(Given task 1)
In the teaching blog excerpt below, how many students in total were in the two Programming II classes?

(Source)
+++++

Next year I would like to shift my programming course to a true computer science course.  This means finding some guidelines.  If I were doing this for a math or science course I would typically round up some textbooks and pick through them to find the stuff I like and build the course around that core.  For CS this means finding a course outline, modifying it to fit my knowledge comfort level, maybe finding a textbook to use as a guide and deciding on some objectives.  CS has a little problem; textbooks are scarce and no one can seem to agree on what ”Computer Science” consists of.   I have never really taught a CS course, it has always been a programming course.  The reason I am looking at this now is I will be offering a dual-credit Java course next year.  The university course is one semester, I will do the same course in one year.  So this gives me lots of time to do a real CS course.  The extra time is because the average university student carries a much lighter load than one of my school’s students and therefore the college course is much higher paced.  A college student may have 3 to 5 classes, one or two of which may be basket weaving and underwater basket weaving.  Our kids are carrying 8 classes with again 1 or 2 that are not time intensive.  So I have to go course hunting.  I am hoping Google will be good to me.

Annual self review of my Python course

May 14, 2014

It is the annual self-review time.  How good do I feel I did this year?  The teaching load was light, only two classes of Programming II with a total of 19 kids.  The rest of the time is spent doing IT work.  The second semester would have been an easy semester except for the little detail of having to learn Python faster than most of the kids.  (I say most because there are a couple that were learning it faster than I was.  One of the things I have learned with experience is that there are kids out there that are smarter than me.  The trick is to just get out of the way and let them go.)

Lessons learned:

  1. Unique assignments for each kid is a pain to grade.  I tried this in an attempt to reduce “sharing”.  It sort of worked but not enough to justify the added grading time.

+++++

(Extracted material)
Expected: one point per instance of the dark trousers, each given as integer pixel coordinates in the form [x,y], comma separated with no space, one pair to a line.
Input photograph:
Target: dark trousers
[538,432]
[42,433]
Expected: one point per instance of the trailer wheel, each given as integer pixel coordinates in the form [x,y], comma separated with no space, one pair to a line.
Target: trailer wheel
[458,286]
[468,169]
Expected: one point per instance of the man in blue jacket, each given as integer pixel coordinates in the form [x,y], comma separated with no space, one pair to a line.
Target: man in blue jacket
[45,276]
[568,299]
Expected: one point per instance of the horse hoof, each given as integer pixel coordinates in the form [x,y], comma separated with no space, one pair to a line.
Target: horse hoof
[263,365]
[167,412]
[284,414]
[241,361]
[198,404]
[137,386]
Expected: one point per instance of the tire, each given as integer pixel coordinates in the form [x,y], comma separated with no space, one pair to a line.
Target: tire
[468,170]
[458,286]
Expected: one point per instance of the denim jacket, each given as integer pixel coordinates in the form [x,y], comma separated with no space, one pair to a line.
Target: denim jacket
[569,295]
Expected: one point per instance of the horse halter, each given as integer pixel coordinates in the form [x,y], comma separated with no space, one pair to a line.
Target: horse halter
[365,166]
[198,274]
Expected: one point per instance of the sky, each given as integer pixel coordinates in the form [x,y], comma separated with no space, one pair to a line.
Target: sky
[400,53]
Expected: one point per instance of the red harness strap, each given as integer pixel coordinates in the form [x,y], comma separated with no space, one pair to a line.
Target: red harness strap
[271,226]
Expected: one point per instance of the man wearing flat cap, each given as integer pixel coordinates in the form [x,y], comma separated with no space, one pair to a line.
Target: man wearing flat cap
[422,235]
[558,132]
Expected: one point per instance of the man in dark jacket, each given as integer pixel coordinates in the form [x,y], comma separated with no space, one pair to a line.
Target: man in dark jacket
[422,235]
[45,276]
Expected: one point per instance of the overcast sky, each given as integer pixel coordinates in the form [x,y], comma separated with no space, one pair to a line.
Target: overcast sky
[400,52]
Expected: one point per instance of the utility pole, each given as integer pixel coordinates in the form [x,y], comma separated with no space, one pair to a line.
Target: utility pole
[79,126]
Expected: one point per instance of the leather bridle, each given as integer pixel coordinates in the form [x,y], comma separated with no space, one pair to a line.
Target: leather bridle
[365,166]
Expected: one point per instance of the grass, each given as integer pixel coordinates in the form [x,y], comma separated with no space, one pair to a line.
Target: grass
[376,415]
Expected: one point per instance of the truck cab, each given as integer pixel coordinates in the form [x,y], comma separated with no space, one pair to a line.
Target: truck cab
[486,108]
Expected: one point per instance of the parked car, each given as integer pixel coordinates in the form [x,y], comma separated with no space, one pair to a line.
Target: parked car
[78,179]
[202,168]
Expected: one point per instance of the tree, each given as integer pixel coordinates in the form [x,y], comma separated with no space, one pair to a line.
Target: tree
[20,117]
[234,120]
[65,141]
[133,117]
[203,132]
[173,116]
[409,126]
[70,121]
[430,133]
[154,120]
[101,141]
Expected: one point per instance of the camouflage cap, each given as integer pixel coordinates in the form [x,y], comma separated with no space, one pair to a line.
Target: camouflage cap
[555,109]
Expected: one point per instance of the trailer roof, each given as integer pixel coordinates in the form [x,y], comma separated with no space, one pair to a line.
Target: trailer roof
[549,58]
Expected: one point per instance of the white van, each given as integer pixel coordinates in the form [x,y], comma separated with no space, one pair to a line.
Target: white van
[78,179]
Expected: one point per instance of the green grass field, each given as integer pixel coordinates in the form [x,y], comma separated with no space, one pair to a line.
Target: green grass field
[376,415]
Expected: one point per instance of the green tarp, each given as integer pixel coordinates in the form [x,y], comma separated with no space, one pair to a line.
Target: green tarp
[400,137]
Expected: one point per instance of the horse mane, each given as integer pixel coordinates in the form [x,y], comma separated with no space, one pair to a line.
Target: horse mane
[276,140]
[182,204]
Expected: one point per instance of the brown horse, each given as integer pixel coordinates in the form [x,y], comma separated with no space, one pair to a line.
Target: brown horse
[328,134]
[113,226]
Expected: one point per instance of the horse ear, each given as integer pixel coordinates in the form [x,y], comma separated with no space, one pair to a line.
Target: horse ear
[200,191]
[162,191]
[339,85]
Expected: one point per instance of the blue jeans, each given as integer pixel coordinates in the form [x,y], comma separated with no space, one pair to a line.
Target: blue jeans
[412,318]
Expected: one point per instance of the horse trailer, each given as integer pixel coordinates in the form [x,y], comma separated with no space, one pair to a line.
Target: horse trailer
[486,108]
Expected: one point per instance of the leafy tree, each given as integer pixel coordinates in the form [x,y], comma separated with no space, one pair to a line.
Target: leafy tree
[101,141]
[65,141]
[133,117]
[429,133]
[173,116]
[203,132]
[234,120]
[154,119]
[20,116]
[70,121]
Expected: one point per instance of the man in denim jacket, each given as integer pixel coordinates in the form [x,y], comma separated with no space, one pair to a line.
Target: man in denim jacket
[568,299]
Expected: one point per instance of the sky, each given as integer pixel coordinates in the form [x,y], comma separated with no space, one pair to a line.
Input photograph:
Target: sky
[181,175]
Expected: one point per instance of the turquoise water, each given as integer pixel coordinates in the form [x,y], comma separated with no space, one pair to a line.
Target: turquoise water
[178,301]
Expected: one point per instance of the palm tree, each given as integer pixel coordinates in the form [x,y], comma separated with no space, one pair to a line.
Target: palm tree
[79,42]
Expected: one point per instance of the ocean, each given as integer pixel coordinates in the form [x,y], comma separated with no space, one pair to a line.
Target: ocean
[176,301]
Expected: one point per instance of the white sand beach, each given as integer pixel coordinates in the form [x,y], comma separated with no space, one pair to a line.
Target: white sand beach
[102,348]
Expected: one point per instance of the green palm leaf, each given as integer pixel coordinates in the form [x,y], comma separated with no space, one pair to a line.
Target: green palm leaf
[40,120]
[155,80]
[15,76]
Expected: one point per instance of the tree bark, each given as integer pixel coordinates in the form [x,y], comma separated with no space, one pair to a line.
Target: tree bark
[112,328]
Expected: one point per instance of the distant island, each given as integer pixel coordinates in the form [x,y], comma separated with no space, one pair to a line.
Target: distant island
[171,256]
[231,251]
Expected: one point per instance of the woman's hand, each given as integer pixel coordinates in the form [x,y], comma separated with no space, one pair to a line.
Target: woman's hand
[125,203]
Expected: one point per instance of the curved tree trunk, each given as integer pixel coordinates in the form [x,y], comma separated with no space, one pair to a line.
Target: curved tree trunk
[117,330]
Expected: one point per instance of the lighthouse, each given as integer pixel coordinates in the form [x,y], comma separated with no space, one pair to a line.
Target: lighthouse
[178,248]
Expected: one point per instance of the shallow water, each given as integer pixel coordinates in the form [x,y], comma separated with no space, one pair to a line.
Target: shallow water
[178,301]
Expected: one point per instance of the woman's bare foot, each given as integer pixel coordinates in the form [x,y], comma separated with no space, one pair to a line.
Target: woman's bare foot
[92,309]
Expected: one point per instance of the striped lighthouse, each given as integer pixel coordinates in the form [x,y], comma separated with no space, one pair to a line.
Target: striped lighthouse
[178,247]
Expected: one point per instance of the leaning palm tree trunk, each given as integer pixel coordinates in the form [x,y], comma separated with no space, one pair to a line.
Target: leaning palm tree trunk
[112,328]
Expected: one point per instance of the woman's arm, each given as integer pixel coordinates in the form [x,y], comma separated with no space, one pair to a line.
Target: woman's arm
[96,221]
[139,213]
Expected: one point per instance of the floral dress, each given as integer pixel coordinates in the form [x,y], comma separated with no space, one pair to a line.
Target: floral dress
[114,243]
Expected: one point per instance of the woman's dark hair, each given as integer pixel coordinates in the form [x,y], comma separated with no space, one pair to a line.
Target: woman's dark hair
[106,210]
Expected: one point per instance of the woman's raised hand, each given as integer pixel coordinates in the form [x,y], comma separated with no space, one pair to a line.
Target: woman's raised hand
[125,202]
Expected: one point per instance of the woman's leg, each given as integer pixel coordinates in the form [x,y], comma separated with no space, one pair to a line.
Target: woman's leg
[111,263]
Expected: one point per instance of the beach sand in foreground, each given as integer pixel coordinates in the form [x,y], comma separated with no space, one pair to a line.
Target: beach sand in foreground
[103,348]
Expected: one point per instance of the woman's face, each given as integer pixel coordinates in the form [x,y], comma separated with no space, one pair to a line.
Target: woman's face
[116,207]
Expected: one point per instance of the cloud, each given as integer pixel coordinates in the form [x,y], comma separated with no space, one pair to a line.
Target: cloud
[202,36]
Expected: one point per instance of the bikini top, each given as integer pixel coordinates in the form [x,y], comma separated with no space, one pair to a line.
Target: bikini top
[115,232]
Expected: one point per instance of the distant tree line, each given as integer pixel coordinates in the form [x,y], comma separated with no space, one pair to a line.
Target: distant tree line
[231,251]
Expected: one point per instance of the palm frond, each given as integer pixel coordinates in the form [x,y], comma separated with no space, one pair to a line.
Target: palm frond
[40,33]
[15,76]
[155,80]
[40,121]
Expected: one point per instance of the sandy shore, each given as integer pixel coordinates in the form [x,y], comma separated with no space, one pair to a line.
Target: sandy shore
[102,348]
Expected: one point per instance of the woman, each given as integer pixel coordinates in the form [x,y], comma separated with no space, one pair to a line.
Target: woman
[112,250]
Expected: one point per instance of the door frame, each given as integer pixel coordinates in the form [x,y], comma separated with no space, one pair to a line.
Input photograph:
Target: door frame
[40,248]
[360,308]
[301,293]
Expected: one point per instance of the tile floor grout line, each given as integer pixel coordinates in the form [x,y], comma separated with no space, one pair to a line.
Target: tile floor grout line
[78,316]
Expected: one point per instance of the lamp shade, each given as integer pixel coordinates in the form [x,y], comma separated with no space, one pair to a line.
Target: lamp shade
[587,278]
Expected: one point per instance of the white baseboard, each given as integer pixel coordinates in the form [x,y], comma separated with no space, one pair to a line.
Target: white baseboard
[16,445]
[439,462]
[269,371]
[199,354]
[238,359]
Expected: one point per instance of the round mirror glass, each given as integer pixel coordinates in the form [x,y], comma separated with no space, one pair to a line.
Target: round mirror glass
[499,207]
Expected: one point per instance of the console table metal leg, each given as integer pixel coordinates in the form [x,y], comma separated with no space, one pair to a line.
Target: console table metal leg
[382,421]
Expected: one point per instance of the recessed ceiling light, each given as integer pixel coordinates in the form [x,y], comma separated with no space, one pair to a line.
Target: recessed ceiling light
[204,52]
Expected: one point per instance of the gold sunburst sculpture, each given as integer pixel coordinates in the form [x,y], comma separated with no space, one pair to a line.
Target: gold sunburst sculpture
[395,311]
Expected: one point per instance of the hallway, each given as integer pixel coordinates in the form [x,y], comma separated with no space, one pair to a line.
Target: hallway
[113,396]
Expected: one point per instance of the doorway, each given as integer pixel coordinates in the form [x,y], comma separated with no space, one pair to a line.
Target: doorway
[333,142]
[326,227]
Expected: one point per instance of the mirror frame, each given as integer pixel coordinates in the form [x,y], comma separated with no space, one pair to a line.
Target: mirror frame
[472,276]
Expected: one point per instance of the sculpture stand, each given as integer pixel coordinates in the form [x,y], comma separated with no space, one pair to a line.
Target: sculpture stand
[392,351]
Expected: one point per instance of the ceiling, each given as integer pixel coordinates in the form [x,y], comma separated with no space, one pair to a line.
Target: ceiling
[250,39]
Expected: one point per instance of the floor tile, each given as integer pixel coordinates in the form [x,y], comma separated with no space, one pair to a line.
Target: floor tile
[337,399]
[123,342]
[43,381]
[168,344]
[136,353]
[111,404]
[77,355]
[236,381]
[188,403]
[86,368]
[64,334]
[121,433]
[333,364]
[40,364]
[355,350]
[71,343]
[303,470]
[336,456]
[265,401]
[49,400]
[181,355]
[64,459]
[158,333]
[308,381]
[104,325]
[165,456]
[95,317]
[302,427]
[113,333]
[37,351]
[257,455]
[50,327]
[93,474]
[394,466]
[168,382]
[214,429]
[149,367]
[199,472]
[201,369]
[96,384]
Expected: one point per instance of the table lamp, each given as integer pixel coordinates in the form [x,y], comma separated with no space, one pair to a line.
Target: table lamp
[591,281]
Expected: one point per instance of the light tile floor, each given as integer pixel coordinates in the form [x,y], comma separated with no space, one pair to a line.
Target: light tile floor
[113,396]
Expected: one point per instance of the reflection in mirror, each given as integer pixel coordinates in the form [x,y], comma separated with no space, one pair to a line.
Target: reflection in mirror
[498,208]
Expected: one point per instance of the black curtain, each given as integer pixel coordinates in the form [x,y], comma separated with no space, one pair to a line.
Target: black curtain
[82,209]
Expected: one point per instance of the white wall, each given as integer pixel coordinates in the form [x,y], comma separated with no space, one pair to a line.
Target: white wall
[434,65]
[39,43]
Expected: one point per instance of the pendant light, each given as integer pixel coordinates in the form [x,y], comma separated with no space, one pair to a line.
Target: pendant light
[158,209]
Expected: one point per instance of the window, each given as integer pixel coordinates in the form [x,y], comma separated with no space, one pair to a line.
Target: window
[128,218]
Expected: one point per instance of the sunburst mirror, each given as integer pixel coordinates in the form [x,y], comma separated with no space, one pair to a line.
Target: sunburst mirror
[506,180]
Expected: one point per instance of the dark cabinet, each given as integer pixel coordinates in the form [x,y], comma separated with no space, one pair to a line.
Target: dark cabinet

+++++

(Given task 2)
Extract every line of the entries above that contains the string "jeans".

(Written reply 1)
19 students.

(Written reply 2)
Expected: one point per instance of the blue jeans, each given as integer pixel coordinates in the form [x,y], comma separated with no space, one pair to a line.
Target: blue jeans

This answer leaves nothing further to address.